Ne pas confondre relocalisations « ricardiennes » et « schumpetériennes »

Par Par El Mouhoub Mouhoud, président de l'Université Paris Dauphine - PSL  |   |  623  mots
(Crédits : POOL New)
La 9ème édition du Printemps de l'économie, décalé à l'automne, se tient cette semaine. Partenaire de cet événement annuel destiné à vulgariser l'économie pour tous les public, La Tribune publie une série de tribunes autour du thème choisi pour 2021 : les bifurcations du monde post-Covid. Suivez ici le live et le replay video de la session animée par La Tribune mercredi 13 octobre avec El Mouhoub Mouhoud, président de l'Université Paris Dauphine - PSL sur le thème : récupérer des avantages comparatifs par l'innovation.

La relocalisation dont on parle beaucoup depuis la crise sanitaire n'est pas un phénomène nouveau. Elle exprime simplement l'idée qu'une entreprise qui a délocalisé ses processus de production pour bénéficier des écarts de coûts (par unité produite) peut aussi faire machine arrière. Et donc revenir produire dans son pays d'origine ou dans des territoires se trouvant à proximité des marchés qu'elle dessert. Mais la relocalisation peut aussi refléter un phénomène plus large de reconquête des avantages comparatifs des pays dans certains secteurs grâce à l'innovation technologique de procédés (robotisation, par exemple) ou de produits (nouveaux matériaux textiles, par exemple).

> **EXERCICE**
Rédigez la suite de la tribune sur les relocalisations, en commençant après sa dernière phrase. Les données ci-dessous proviennent d'une autre source que la tribune.

> **DONNÉES FOURNIES**

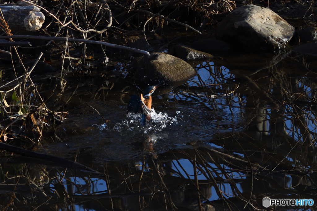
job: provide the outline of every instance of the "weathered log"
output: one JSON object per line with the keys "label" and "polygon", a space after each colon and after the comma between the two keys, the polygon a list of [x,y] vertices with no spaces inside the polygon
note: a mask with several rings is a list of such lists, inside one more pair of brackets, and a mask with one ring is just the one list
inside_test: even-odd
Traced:
{"label": "weathered log", "polygon": [[31,47],[29,42],[20,41],[19,42],[10,42],[5,40],[0,40],[0,46],[21,46],[22,47]]}
{"label": "weathered log", "polygon": [[38,30],[45,20],[40,9],[35,6],[21,7],[15,4],[8,4],[0,5],[0,9],[11,30]]}

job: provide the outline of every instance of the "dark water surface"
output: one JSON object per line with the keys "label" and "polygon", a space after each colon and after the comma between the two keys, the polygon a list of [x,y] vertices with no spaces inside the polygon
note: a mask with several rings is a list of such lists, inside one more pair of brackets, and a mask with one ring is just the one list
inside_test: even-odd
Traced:
{"label": "dark water surface", "polygon": [[200,62],[199,76],[167,93],[154,92],[156,114],[144,127],[140,115],[126,115],[131,93],[110,91],[105,101],[74,98],[77,106],[56,129],[62,141],[38,151],[101,174],[47,165],[43,190],[50,202],[39,194],[28,196],[29,206],[254,210],[266,209],[266,196],[317,202],[316,58],[256,54]]}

> **RÉSULTAT DE L'EXERCICE**
Il faut en fait distinguer deux types d'avantages comparatifs : les avantages longs et les avantages courts. Un pays disposant de ressources spécifiques permettant la fabrication d'un groupe de produits dispose d'un avantage long sur ses compétences mais d'avantages comparatifs courts sur les variétés de produits issus de ces compétences. Théoriquement, les pays innovateurs peuvent récupérer des avantages antérieurement perdus par rapport aux pays retardataires imitateurs. Dans la lignée des théories néo-technologiques du commerce international, certains modèles de croissance endogène des années 1990 ont pu montrer l'existence de ces phénomènes de récupération des avantages comparatifs.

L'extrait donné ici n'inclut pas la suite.